### Set problem a
Please give the part of the listing that opens with the line containing "Expected: a marker on each instance of the sky, one" and closes with the end of the listing, swapping "marker" for "pin" and leaving everything else unchanged. Return only that part.

### Document excerpt
Bass just keeps on booming and fortunately, there are headphones for that. Our obsession with the low end of the musical spectrum has evolved from the trunk-rattling subwoofers of the CD era to more personalized experiences in the age of streaming music. Audio companies have successfully engineered the sound — and impressively, the feel — you get when the bass drops into over-ear headphones like those popularized by Beats, and now even tiny in-ear systems.
There is no shortage of headphones that emphasize bass on the market today. But just when you think you’ve heard it all, a new set of ‘phones lowers the bar by aiming for the bottom of frequencies audible to humans. And with each year, the mark seems to slide lower and lower. But you’re in luck: we have scanned the entire spectrum of best bass headphones to bring you the lowest of the low. Here’s what we found.
Why We Picked These Bass Headphones
The field of headphones is vast, and wading through all the options can be a daunting task. By specializing in headphones that emphasize bass, however, we were able to narrow our focus considerably.
After scrutinizing the best offerings from a dozen manufacturers, we zeroed in on frequency response, which tells us the range of sounds the model can reproduce accurately; the default bass profile and the ability to choose EQ (equalization) presets that favor low-end or customize your own; as well as battery life, recharging time, and noise cancellation algorithms
Best Bass Headphones: Reviews and Recommendations
Best Overall: Sony WH-1000MX4
Why They Made The Cut: Booming bass plus AI noise cancellation? We’re sold.
— Frequency Response: 4 Hz (hertz) to 40,000 Hz
— Sound Pressure Level: 108 dB (decibels)

### Given records
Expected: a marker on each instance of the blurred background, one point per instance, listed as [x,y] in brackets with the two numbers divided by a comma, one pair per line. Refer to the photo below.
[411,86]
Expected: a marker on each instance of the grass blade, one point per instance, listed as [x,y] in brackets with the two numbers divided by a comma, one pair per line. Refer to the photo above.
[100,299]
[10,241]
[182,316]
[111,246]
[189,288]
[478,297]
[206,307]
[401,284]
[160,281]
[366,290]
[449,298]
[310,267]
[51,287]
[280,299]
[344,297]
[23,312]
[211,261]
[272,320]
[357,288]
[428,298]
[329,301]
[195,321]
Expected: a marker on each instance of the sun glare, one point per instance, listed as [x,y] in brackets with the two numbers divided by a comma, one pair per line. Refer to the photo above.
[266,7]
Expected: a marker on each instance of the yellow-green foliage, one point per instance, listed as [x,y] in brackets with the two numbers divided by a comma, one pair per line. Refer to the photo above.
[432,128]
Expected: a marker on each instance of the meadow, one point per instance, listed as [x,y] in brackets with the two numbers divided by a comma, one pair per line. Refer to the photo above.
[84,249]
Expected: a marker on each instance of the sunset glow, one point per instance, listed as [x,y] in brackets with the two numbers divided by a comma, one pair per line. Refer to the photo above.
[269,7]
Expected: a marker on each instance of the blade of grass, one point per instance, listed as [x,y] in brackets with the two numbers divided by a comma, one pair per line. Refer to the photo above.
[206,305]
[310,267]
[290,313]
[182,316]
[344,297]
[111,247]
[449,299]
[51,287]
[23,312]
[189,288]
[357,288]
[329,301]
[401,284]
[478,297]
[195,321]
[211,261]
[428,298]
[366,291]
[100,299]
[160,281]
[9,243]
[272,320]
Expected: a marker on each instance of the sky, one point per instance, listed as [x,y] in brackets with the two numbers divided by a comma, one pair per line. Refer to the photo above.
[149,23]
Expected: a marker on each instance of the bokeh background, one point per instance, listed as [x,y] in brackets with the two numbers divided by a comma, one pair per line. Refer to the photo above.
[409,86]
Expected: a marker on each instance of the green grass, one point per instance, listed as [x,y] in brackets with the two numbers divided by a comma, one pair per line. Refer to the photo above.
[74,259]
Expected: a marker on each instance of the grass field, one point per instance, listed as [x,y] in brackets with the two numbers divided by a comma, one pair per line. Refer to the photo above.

### Set problem b
In the bass headphones review, how did specializing in headphones that emphasize bass help the reviewers with their selection?

### Problem solution a
Expected: a pin on each instance of the sky, one point per instance, listed as [x,y] in brackets with the two numbers divided by a comma, one pair per line. Refer to the photo above.
[149,23]
Expected: a pin on each instance of the bokeh background, one point per instance, listed as [x,y] in brackets with the two numbers divided by a comma, one pair per line. Refer to the photo above.
[409,86]
Expected: a pin on each instance of the green grass, one point per instance, listed as [x,y] in brackets with the two numbers divided by a comma, one pair per line. Refer to the photo above.
[74,259]
Expected: a pin on each instance of the grass field, one point per instance, listed as [x,y] in brackets with the two numbers divided by a comma, one pair per line. Refer to the photo above.

### Problem solution b
The field of headphones is vast, and wading through all the options can be daunting. Limiting themselves to headphones that emphasize bass let the reviewers narrow their focus considerably.